● Rumusan Tugas
Jawablah pertanyaan berikut berdasarkan teks tentang bid'ah di bawah ini.
(a) Menurut cerita Jabir bin Abdillah, seperti apa warna kedua mata Rasulullah saat berkhutbah?
(b) Dalam sabda riwayat Muslim, apa yang disebut sebagai sebaik-baik petunjuk?
(c) Dalam wasiat yang disampaikan pada kesempatan lain, kepada siapa orang diminta patuh dan taat?

====== Bagian Teks

March 14, 2012

Beda antara Bid’ah dan Maslahah Mursalah




Shahabat Jabir bin Abdillah menceritakan, suatu saat Rasulullah saw berkhutbah di hadapan orang banyak. Kedua matanya merah, suaranya keras, dan nadanya tinggi, menandakan beliau sangat marah, seolah-olah seorang panglima perang yang akan memberangkatkan pasukannya. Seraya bersabda,
اَمَّا بَعْدُ, فَإِنَّ خَيْرَ اْلحَدِيْثِ كِتَابُ اللهِ وَخَيْرَ اْلهَدْيِ هَدْيُ مُحَمَّدٍ, وَشَرَّ اْلأُمُوْرِ مُحْدَثَاتُهَا, وَكُلُّ بِدْعَةٌ ضَلاَلَةٌ (رواه مسلم)
“Amma Ba’du, Ingatlah sesungguhnya sebaik-baik perkataan adalah kitab Allah (Al-Quran), sebaik-baik petunjuk adalah petunjuk Muhammad (Hadits), dan sejelek-jeleknya urusan adalah perbuatan bid’ah, setiap bid’ah itu sesat. (HR. Muslim, kitab Jum’ah)


Pada kesempatan lain, Rosulullah saw bersabda, “Aku wasiatkan kepada kamu agar bertaqwa kepada Allah, patuh dan taat kepada pemimpin sekalipun itu seorang Habsyi, maka sesungguhnya siapa di antaramu yang masih hidup setelah aku tiada, kemudian ia melihat banyak perselisihan, maka hendaklah ia pegang teguh sunnahku dan sunnah para khalifah yang mendapat petunjuk Genggamlah sunnahku, peganglah dengan kuat, jangan dilepaskan”. Selanjutnya sabda beliau,
وَإِيَّاكُمْ وَمُحْدَثَاتِ الأُمُوْرِ, فَإِنَّ كُلَّ مُحْدَثَةٍ بِدْعَةٌ, وَكُلُّ بِدْعَةٌ ضَلاَلَةٌ (رواه احمد)
“Hati-hatilah terhadap perkara-perkara yang baru, karena setiap yang baru adalah bid’ah, setiap bid’ah adalah sesat”. (HR Ahmad)

============
====== Data Terkumpul

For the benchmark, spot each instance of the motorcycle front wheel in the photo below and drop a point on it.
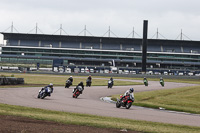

============

● Penyelesaian Soal
(a) Merah.
(b) Petunjuk Muhammad (Hadits).
(c) Kepada pemimpin, sekalipun itu seorang Habsyi.